▸ **AUFGABENSTELLUNG**
Prüfe, ob die folgenden Aussagen mit dem Auszug über Planung und Prognosen übereinstimmen. Antworte jeweils mit Ja oder Nein und zitiere die entscheidenden Worte des Textes wörtlich.
1. Der Text bezieht sich auf einen Artikel aus der taz.mag vom 10. 9. 05.
2. Laut Text kann Planung sinnvollerweise über einen Horizont von zwanzig Jahren hinausgehen.
3. Der besprochene Artikel wird als Juwel bezeichnet.

▸ **TEXTAUSZUG**
######

Spekulation, Vision und Utopie

betr.: „Das wird knapp“ von Reinhard Krause, taz.mag vom 10. 9. 05

Dieser Artikel ist ein Juwel! Er zeigt einerseits auf, wie weite Teile einer ganzen Generation systematisch ihrer Träume und einstmals verbrieften Rechte beraubt wird und ihr kaum noch anderes bleibt, als sich mit dem Abgrund, der ihr entgegengähnt, zu arrangieren.

Andererseits belegt er aber auch, dass jegliche längerfristigen Gesellschaftsentwicklungsmodelle und -prognosen, die aus heutiger Sicht plausibel erscheinen mögen (etwa die von Institutionen und Medien als gegeben angenommene „Überalterung der Bevölkerung“ oder die weitere Aufwärtsentwicklung der Staatsverschuldung) eben nicht mehr sind als Modelle und Prognosen. Planung, ob gesamtgesellschaftlich oder individuell, kann daher sinnvollerweise kaum über einen Horizont von zehn Jahren hinausgehen – alles weitere fällt in die Sparte Spekulation, Vision oder Utopie.

######

▸ **Datensatzeinträge**
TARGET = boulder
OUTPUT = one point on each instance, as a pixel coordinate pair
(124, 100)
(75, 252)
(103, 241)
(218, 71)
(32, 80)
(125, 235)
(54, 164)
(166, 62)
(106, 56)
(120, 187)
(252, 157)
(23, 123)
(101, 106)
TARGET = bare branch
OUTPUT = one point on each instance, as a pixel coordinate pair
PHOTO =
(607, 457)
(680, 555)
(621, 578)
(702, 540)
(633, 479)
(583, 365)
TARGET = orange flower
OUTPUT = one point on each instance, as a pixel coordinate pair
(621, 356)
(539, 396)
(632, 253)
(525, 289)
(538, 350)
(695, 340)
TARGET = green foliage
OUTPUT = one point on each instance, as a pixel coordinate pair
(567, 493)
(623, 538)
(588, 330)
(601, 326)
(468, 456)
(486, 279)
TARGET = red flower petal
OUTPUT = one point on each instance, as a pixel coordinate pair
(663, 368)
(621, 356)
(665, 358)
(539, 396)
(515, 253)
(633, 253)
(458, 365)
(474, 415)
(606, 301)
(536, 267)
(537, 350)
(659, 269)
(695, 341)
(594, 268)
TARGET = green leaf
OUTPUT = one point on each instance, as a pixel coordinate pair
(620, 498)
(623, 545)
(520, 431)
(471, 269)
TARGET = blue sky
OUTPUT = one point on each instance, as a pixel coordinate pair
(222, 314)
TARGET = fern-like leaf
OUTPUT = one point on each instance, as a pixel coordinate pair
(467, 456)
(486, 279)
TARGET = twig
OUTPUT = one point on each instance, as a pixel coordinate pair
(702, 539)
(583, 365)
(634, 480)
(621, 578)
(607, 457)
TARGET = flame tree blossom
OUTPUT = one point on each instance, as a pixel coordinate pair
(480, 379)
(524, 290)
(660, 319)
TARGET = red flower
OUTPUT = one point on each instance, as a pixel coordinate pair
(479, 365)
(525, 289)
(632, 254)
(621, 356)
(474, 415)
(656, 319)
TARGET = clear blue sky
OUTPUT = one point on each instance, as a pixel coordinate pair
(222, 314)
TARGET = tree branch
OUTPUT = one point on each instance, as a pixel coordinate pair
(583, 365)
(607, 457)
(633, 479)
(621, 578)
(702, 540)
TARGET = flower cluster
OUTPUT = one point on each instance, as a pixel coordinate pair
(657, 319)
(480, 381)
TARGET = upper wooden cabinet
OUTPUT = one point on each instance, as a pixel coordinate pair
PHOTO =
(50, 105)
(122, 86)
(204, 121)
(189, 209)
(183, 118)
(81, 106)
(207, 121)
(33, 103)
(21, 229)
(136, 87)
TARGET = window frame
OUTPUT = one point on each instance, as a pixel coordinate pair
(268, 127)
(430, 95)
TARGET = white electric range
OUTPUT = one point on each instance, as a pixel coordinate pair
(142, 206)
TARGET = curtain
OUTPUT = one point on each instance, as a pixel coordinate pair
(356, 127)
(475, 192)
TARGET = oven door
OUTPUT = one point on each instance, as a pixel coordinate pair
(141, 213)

######

▸ **SCHRIFTLICHE LÖSUNG**
1. Ja: „taz.mag vom 10. 9. 05“
2. Nein: „kann daher sinnvollerweise kaum über einen Horizont von zehn Jahren hinausgehen“
3. Ja: „Dieser Artikel ist ein Juwel!“